** Exercise inputs follows **

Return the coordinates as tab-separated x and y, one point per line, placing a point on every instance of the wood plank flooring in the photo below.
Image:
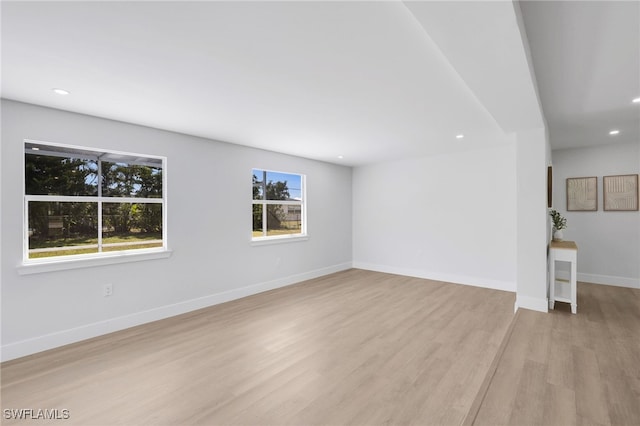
356	347
563	369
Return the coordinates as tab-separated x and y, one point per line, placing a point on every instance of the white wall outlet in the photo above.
107	290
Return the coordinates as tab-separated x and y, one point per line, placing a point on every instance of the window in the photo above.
82	202
278	205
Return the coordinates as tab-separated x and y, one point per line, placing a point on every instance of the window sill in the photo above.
265	241
50	265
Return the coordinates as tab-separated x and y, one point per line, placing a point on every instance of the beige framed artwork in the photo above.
582	194
620	192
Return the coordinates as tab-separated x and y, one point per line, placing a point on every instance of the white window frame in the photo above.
271	239
91	259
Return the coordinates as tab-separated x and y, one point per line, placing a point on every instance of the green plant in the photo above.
559	222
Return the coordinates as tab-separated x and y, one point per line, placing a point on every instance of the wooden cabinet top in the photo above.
567	245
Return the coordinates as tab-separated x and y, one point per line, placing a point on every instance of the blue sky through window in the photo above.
294	182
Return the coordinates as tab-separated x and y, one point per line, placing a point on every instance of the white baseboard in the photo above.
436	276
603	279
531	303
64	337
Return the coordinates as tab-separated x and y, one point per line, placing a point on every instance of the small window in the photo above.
79	202
278	205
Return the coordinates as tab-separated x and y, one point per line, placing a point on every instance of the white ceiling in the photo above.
370	81
586	56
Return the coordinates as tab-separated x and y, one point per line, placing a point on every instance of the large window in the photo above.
278	205
82	202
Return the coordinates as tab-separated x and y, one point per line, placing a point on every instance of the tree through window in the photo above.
278	204
81	201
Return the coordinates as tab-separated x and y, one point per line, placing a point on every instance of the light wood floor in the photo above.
355	347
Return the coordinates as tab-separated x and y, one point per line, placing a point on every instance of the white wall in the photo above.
448	217
209	228
608	242
532	157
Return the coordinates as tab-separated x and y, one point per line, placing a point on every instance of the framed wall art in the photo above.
582	194
620	192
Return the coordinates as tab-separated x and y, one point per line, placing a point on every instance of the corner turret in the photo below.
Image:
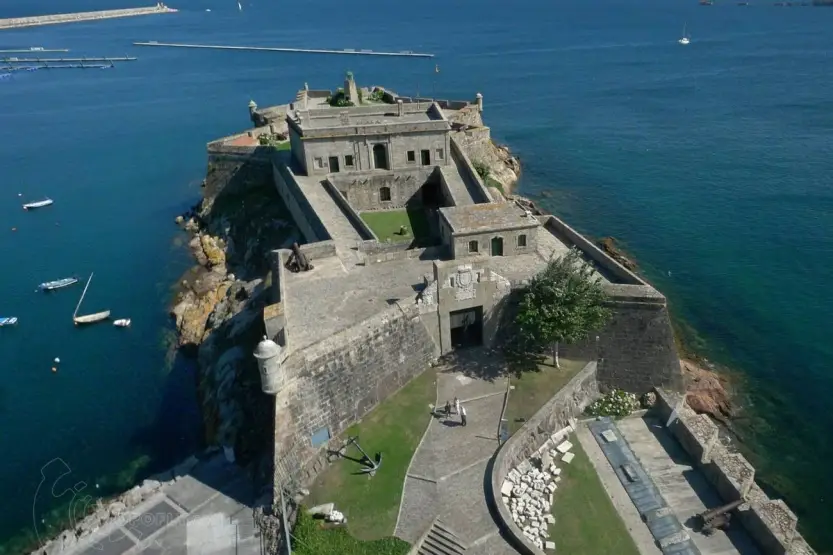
268	355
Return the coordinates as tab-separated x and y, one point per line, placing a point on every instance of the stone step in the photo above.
441	541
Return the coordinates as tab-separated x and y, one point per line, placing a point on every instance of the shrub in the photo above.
617	404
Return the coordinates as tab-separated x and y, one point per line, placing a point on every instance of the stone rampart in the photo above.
474	184
569	402
335	382
364	230
302	212
770	523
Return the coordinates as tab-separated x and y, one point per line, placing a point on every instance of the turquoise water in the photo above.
711	163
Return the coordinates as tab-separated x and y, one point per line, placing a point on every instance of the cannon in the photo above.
717	518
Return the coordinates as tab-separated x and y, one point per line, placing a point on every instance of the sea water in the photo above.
710	162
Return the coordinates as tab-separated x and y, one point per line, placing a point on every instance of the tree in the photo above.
562	304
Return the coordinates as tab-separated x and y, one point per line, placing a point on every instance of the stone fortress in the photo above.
370	315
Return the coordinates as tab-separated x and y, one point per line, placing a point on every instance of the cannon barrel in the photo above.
706	516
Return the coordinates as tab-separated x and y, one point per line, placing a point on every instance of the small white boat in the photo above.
685	38
38	204
57	284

** End of Exercise inputs **

* [Work to complete] Could you set down every entry again exactly as written, leaving out any pictures?

* [Response to the exercise]
Return the coordinates as tab-separated x and y, one point per line, placing a point on every instance of the wood plank flooring in the photo below.
Image:
356	347
563	369
Return the coordinates as tab-separated x and y, one point per line, placing a point on every instance of the white wall outlet in the photo above.
107	290
Return the coordinates as tab-separated x and y, one point per line, placing a point on every instance of the window in the photo above.
82	202
278	205
Return the coordinates as tab-separated x and y, one point per line, placing a point on every instance of the window sill in the photo above.
265	241
50	265
Return the coordinates as tab-separated x and y, one point per line, placing a point on every instance of the beige framed artwork in the photo above.
582	194
620	192
Return the coordinates as tab-separated x and y, one point per line, placing a point on every instance of the white window frame in the photo above.
271	239
91	259
Return the coordinates as tab-separated x and y, one point per line, placing a point on every instance of the green plant in the photo above.
559	222
Return the coordinates as tab-separated x and y, one point per line, placing a point on every instance of the wooden cabinet top in the photo above.
567	245
Return the coordinates as tab-separated x and y, one point per line, placing a point on every instance of the blue sky through window in the photo above.
294	182
Return the coordinates as tab-separated x and y, one point per line, placing a point on every instance of the white baseboard in the photo above.
436	276
603	279
531	303
64	337
Return the coordinates as tab-separated x and y, one point per line, placing a point on every instance of the small window in the photo above.
79	202
278	205
Return the coordinates as tab-separated x and y, one point per line, placing a point on every instance of the white ceiling in the photo above.
370	81
586	56
Return the coordinates as tab-separated x and y, one point per line, placing a point on every instance of the large window in the photo above.
278	205
82	202
Return the coordinates as tab-separated x and y, one point per line, placing a point on every instance of the tree through window in the photo above.
278	204
81	201
Return the coordinates as tab-separated x and y, one point per line, placing a point on every instance of the light wood floor in the photo above.
355	347
Return the coordinates as tab-separated x and y, one point per line, placing a point on every instance of the white wall in the photo above.
448	217
209	228
608	242
532	157
Return the coordinates as tab-separated x and y, one point per line, placing a point on every instance of the framed wall art in the photo above.
582	194
620	192
Return the coordinates as tab-separated x and y, one point per line, placing a point on every instance of the corner turret in the photo below.
Image:
268	355
Return the coordinates as tab-separated x and y, one point per line, placing a point on every instance of the stone step in the photo above.
441	541
Return the coordinates as tab-separated x and y, one point per line, placing a point on every instance of the shrub in the photo above.
617	404
Return the coordinates as tab-separated x and y, one point per line, placing a point on every instance of the stone rampart in the photo above.
474	184
569	402
335	382
364	230
302	212
770	523
Return the coordinates as tab-separated x and y, one point per line, placing a point on every instance of the turquoise water in the photo above.
711	163
Return the coordinates as tab-separated x and y, one point per line, placing a point on every instance of the cannon in the photo above.
717	518
Return the coordinates as tab-separated x and y, one point per line, placing a point on every instance of the sea water in the photo above.
710	162
Return the coordinates as tab-separated x and y, one point per line, placing a point on every instance of the tree in the photo above.
562	304
Return the coordinates as tab-separated x and y, one point per line, placing a point on every instance of the stone fortress in the photo above.
370	315
Return the coordinates as tab-separated x and y, one point per line, placing a point on every instance of the cannon barrel in the photo above.
706	516
Return the coordinates as tab-separated x and y, one point per line, placing a point on every instance of the small white boat in the photo above.
685	38
38	204
57	284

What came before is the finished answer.